**The data:**
==============================

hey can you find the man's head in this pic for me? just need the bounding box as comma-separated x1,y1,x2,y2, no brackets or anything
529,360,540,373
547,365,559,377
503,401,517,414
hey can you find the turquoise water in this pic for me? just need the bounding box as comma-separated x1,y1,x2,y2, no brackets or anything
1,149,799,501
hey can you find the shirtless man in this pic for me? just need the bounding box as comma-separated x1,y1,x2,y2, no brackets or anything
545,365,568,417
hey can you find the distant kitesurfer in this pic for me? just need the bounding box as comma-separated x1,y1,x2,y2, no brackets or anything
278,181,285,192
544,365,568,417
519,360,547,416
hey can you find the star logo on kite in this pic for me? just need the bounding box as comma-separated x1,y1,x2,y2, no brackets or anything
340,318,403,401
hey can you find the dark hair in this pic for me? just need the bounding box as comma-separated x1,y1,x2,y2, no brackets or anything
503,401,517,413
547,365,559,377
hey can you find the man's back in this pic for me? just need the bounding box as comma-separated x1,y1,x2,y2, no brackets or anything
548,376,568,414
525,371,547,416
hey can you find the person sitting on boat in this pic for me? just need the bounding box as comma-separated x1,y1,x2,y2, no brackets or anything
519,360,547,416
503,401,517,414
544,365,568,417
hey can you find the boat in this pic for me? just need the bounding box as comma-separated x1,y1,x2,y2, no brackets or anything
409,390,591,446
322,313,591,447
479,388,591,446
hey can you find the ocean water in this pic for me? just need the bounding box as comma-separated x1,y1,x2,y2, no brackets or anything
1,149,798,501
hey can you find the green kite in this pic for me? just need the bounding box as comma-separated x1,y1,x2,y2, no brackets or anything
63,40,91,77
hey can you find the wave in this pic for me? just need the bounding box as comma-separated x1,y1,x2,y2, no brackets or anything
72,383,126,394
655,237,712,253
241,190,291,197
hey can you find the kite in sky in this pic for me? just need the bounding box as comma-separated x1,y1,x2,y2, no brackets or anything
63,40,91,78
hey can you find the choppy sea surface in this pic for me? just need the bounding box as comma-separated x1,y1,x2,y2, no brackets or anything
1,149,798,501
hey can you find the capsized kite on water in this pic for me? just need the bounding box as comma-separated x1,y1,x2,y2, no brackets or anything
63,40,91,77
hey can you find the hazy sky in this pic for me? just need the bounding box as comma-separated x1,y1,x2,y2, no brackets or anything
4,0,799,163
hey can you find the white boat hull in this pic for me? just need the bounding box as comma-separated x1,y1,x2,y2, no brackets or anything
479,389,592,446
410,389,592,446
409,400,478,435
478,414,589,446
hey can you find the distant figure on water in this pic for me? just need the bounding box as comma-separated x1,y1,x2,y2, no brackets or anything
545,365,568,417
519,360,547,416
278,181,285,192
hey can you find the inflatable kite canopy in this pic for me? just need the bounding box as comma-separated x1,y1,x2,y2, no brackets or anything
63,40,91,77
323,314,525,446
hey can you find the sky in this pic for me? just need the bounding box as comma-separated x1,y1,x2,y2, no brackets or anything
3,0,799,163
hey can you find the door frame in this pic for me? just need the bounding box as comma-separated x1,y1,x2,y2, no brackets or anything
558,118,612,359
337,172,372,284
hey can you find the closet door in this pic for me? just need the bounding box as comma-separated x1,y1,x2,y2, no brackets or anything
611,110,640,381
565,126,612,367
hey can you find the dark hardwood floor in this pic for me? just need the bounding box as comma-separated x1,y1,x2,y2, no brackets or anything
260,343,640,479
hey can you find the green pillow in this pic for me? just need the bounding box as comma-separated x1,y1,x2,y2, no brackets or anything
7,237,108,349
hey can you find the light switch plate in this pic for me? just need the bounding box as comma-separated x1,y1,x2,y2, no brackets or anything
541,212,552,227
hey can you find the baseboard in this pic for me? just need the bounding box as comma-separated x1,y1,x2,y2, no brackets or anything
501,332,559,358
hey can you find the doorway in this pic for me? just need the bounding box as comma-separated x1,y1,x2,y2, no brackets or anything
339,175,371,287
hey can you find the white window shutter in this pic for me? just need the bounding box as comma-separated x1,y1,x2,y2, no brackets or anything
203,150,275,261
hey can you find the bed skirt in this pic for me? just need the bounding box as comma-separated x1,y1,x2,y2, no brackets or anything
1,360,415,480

==============================

Your answer must be every record above, retyped exactly.

hey can you find the man's head in this pic for me? just need the bounding box as comma-separated x1,y1,x2,y2, no brackets or anything
529,360,540,373
547,365,559,377
503,401,517,414
hey can you find the turquoise water in this pic for me? just need the bounding box as comma-separated x1,y1,x2,y2, no brackets or anything
1,149,799,501
hey can you find the shirtless man in this pic for me? just need the bounding box as comma-separated x1,y1,x2,y2, no brackets or anything
545,365,568,417
hey can you find the distant kitesurfer in this pic for me? just need the bounding box as comma-separated x1,y1,x2,y2, no brackets or anything
278,181,285,192
544,365,568,417
519,360,547,416
hey can you find the star logo on kite in this pic for me? just need the bounding box as comma-separated x1,y1,x2,y2, no brackets or anything
340,318,403,401
hey can you find the dark hair in this pic for me? just need the bounding box as comma-separated x1,y1,x2,y2, no brackets or anything
503,401,517,413
547,365,559,377
hey can you find the man's back in this pic for me? just need the bounding box as comma-separated x1,y1,x2,y2, no brackets or anything
548,376,568,414
525,371,547,416
hey can you find the person sitting on boat in this pic for me? just need the bounding box as comma-separated x1,y1,x2,y2, no brackets or anything
519,360,547,416
503,401,517,414
544,365,568,417
hey can you find the boat in this pic for me? just need the bounding box as comma-separated x1,y1,x2,y2, no brackets or anything
409,390,591,446
322,313,591,447
479,388,591,446
hey can you find the ocean water in this pic for me? just need the bounding box as comma-separated x1,y1,x2,y2, no brackets or anything
1,149,798,501
hey can you find the green kite in this pic for me? just need the bounding box as comma-separated x1,y1,x2,y2, no brackets or anything
63,40,91,77
hey can you find the wave in this pic for me? just need the bounding box as comma-separated x1,y1,x2,y2, no brackets or anything
72,383,126,394
655,237,712,253
241,190,291,197
hey can you find the kite in sky in this pic for me? just need the bounding box as comma-separated x1,y1,x2,y2, no brackets or anything
63,40,91,78
hey can you find the choppy sea surface in this pic for me? just need the bounding box as comma-separated x1,y1,x2,y2, no brackets or anything
1,149,798,501
hey can you find the capsized kite on water in this pic for me? just need the bounding box as comma-separated x1,y1,x2,y2, no brackets or anything
63,40,91,77
hey can you find the hazy sky in this pic for me? just need the bounding box as comma-separated x1,y1,x2,y2, no brackets or anything
4,0,799,163
hey can you find the white boat hull in this pic for me? just need the bounding box as comma-separated x1,y1,x2,y2, no brackets or anything
479,389,592,446
410,389,592,446
409,400,478,435
478,414,589,446
hey can you find the distant figure on water in this pic for me? just need the bounding box as comma-separated x1,y1,x2,y2, no brackets or anything
545,365,568,417
519,360,547,416
278,181,285,192
hey can you find the inflatable kite canopy in this pic for me? just need the bounding box as comma-separated x1,y1,x2,y2, no brackets or anything
63,40,91,77
323,314,525,446
hey can you find the sky in this pic for me? just need the bounding box as comma-separated x1,y1,x2,y2, no brackets or anything
3,0,799,163
hey can you find the door frame in this pic for me? just need the bounding box as comma-separated x1,y1,x2,y2, no brackets or anything
558,118,612,359
337,172,372,284
hey can you find the closet door in this pic for me? just need the bounding box as comma-separated x1,y1,x2,y2, no brackets or anything
611,110,640,381
565,126,612,367
hey can you find the dark hardwood floor in this pic for me? just need the bounding box as comma-separated x1,y1,x2,y2, no brackets or anything
260,343,640,479
hey can you find the green pillow in this pic for me? just need the bounding box as comma-separated x1,y1,x2,y2, no brackets or anything
7,237,108,349
hey can you find the light switch plate in this pic for me? just need the bounding box as comma-separated x1,y1,x2,y2, no brackets or anything
541,212,552,227
hey can you find the baseboard in this pic for me? just need the bounding box as comma-separated x1,y1,x2,y2, no brackets or anything
501,332,559,358
hey can you find the doorway in this pic for me? just need the bounding box as comma-separated x1,y1,x2,y2, no brackets or anything
339,175,371,287
hey can you find the white window shutter in this pic for me? just need the bounding box as comma-separated x1,y1,x2,y2, no brackets or anything
203,150,275,261
hey can you find the bed skirt in this pic for me? just need the bounding box as comma-separated x1,y1,x2,y2, no brackets or anything
1,360,415,480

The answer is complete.